**Task input:**
◆ ◆ ◆ ◆

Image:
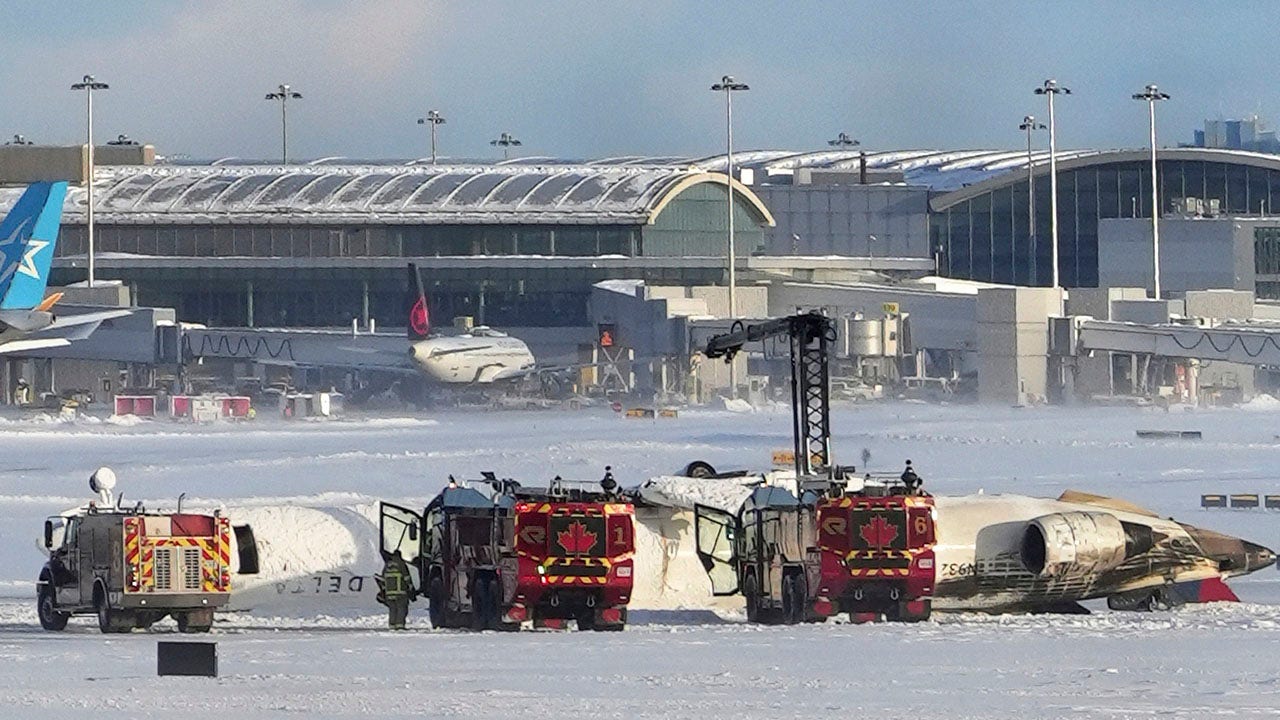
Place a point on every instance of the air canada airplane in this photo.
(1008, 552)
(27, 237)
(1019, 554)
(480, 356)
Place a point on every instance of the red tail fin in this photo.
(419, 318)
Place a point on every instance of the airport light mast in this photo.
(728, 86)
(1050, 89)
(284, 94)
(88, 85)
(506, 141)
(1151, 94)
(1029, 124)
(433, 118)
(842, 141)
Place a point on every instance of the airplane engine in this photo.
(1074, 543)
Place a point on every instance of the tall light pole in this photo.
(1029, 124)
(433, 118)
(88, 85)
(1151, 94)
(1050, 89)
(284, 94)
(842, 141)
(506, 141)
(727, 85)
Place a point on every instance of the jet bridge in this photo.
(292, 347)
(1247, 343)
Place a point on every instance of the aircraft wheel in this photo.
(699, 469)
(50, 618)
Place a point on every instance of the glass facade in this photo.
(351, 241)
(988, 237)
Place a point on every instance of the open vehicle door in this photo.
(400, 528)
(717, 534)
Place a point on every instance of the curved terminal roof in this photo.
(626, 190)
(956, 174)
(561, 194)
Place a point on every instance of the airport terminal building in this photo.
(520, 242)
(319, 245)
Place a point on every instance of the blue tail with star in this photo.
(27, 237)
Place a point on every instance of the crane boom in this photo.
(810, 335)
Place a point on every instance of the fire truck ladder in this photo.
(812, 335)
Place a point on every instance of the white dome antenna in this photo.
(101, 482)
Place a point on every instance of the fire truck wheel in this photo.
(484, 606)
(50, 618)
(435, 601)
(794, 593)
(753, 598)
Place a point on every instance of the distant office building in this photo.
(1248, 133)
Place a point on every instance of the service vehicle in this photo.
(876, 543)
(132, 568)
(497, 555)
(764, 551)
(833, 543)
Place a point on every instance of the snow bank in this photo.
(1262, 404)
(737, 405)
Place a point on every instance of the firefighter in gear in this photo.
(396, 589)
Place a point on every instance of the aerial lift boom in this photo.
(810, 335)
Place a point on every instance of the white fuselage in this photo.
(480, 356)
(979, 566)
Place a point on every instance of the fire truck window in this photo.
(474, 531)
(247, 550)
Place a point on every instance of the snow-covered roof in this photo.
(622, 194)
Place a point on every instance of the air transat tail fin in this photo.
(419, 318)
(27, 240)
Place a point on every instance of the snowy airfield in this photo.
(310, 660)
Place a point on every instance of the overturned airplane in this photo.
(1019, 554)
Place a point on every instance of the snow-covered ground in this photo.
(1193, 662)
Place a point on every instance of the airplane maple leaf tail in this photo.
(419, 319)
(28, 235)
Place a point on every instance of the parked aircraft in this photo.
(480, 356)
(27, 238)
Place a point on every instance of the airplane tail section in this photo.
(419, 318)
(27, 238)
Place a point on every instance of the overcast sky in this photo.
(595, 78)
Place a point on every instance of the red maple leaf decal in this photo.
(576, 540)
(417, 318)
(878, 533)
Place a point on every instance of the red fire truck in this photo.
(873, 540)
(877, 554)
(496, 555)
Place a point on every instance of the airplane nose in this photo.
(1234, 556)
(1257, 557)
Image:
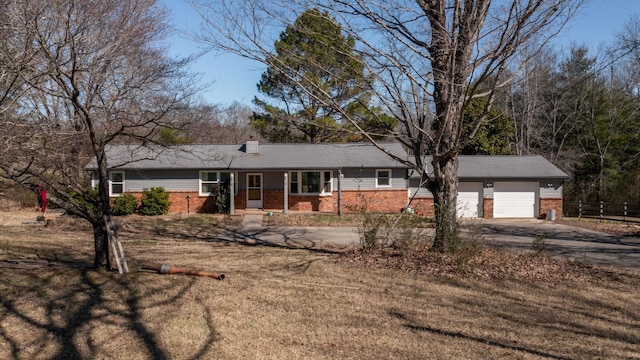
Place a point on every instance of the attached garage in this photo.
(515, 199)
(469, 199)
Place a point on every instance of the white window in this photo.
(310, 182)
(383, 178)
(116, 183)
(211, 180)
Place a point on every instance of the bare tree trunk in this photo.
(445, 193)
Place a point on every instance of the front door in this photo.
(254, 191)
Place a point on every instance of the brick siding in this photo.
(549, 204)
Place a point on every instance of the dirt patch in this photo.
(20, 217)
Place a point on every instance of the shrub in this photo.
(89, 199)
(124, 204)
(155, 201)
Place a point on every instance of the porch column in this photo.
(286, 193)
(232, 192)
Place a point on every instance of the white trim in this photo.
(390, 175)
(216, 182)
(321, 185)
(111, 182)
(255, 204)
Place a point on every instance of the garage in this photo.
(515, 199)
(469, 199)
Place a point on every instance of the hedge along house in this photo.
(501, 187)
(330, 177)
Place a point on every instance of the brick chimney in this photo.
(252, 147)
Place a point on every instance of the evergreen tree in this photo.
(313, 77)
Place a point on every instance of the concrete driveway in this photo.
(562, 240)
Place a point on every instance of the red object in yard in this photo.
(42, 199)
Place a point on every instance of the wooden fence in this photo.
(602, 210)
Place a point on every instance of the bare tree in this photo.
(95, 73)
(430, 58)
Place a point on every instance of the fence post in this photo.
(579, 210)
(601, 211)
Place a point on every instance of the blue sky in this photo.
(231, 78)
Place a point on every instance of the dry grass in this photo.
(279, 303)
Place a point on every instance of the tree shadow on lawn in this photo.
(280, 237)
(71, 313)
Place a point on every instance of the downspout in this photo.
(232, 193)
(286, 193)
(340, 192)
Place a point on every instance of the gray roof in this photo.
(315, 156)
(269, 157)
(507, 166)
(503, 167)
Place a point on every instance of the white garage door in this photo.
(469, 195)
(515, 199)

◆ ◆ ◆ ◆

**What is asked:**
Can you revise all of the material above so that "Place a point" becomes "Put a dot" throughout, with nothing else changed and the pictures left out?

**Answer to the exercise:**
Image:
Put a dot on every instance of the air canada airplane in this photo.
(1008, 552)
(27, 237)
(1019, 554)
(480, 356)
Put a dot on every instance of the red tail fin in this photo.
(419, 318)
Put a dot on every instance of the airport light mast in this photo.
(728, 86)
(1050, 89)
(284, 94)
(88, 85)
(506, 141)
(1151, 94)
(1029, 124)
(433, 118)
(842, 141)
Put a dot on every instance of the airplane engine in this photo.
(1074, 543)
Put a dot on every instance of the tall light pole in this photo.
(1029, 124)
(433, 118)
(88, 85)
(1151, 94)
(1050, 89)
(284, 94)
(842, 141)
(506, 141)
(727, 85)
Put a dot on every instance of the jet bridge in this photo.
(292, 347)
(1247, 343)
Put a dot on every instance of the aircraft wheel in this photo.
(699, 469)
(50, 618)
Put a dot on every instance of the glass facade in this photo.
(351, 241)
(988, 237)
Put a dot on every instance of the open vehicle door in this photo.
(400, 528)
(717, 534)
Put a dot on every instance of the curved terminal roof in this photo.
(626, 190)
(956, 174)
(561, 194)
Put a dot on every instance of the airport terminal building in this photo.
(520, 242)
(319, 245)
Put a dot on every instance of the blue tail with star in this photo.
(27, 237)
Put a dot on every instance of the crane boom in this photo.
(810, 335)
Put a dot on every instance of the fire truck ladder in this photo.
(812, 335)
Put a dot on every instance of the white dome antenna in this photo.
(101, 482)
Put a dot on every instance of the fire truck wheel in this photo.
(484, 606)
(50, 618)
(435, 601)
(794, 593)
(753, 598)
Put a dot on every instance of the distant office building in this photo.
(1248, 133)
Put a dot on every instance of the service vehicle in this photo.
(876, 543)
(132, 568)
(497, 555)
(764, 551)
(833, 543)
Put a dot on every instance of the snow bank in this photo.
(1262, 404)
(737, 405)
Put a dot on every instance of the firefighter in gear in this photo.
(396, 589)
Put a dot on every instance of the aerial lift boom in this photo.
(810, 335)
Put a dot on every instance of the white fuselage in this photo.
(480, 356)
(979, 566)
Put a dot on every instance of the fire truck window in this photo.
(474, 531)
(247, 550)
Put a dot on every instance of the snow-covered roof in this photo.
(622, 194)
Put a dot on every instance of the air transat tail fin in this photo.
(419, 318)
(27, 240)
Put a dot on every instance of the snowy airfield in this photo.
(310, 660)
Put a dot on every instance of the overturned airplane in this photo.
(1019, 554)
Put a dot on every instance of the snow-covered ground in this photo.
(1193, 662)
Put a dot on every instance of the airplane maple leaf tail in this photo.
(419, 319)
(28, 235)
Put a dot on every instance of the parked aircraft in this photo.
(480, 356)
(27, 238)
Put a dot on every instance of the airplane tail section in this photo.
(419, 318)
(27, 238)
Put a dot on every instance of the overcast sky in this photo.
(595, 78)
Put a dot on every instance of the red maple leaf decal in this photo.
(576, 540)
(417, 318)
(878, 533)
Put a dot on every instance of the red fire truck in this photo.
(873, 540)
(877, 554)
(496, 555)
Put a dot on every instance of the airplane nose in this photo.
(1234, 556)
(1257, 557)
Image:
Put a dot on every instance of the attached garage in this photo.
(515, 199)
(469, 199)
Put a dot on every instance of the white window in this photo.
(310, 182)
(383, 178)
(116, 183)
(211, 180)
Put a dot on every instance of the bare tree trunk in this photo.
(445, 193)
Put a dot on every instance of the front door in this photo.
(254, 191)
Put a dot on every instance of the brick siding in this photo.
(549, 204)
Put a dot on every instance of the dirt patch in this photo.
(20, 217)
Put a dot on every instance of the shrub in this photo.
(89, 199)
(124, 204)
(155, 201)
Put a dot on every instance of the porch column in this photo.
(286, 193)
(232, 192)
Put a dot on every instance of the white trim in this photo.
(390, 175)
(216, 182)
(321, 185)
(111, 182)
(255, 204)
Put a dot on every instance of the garage in this photo.
(515, 199)
(469, 199)
Put a dot on every instance of the hedge along house in this photo.
(501, 187)
(330, 177)
Put a dot on every instance of the brick chimney in this photo.
(252, 147)
Put a dot on every instance of the evergreen tree in this photo.
(313, 77)
Put a dot on every instance of the concrete driveway in this photo.
(562, 240)
Put a dot on every instance of the red object in yard in this photo.
(42, 199)
Put a dot on every instance of the wooden fence in this photo.
(602, 210)
Put a dot on every instance of the bare tree in this photo.
(95, 73)
(430, 58)
Put a dot on every instance of the fence post in this photo.
(579, 210)
(601, 211)
Put a dot on every instance of the blue sky in this photo.
(231, 78)
Put a dot on every instance of the dry grass in this photo.
(279, 303)
Put a dot on every instance of the tree shadow on lawn in this photo.
(280, 237)
(71, 313)
Put a dot on every instance of the downspout in this photo.
(232, 193)
(286, 193)
(340, 192)
Put a dot on every instance of the gray roof in this photo.
(315, 156)
(269, 157)
(507, 166)
(503, 167)
Put a dot on every instance of the white garage door in this photo.
(469, 195)
(515, 199)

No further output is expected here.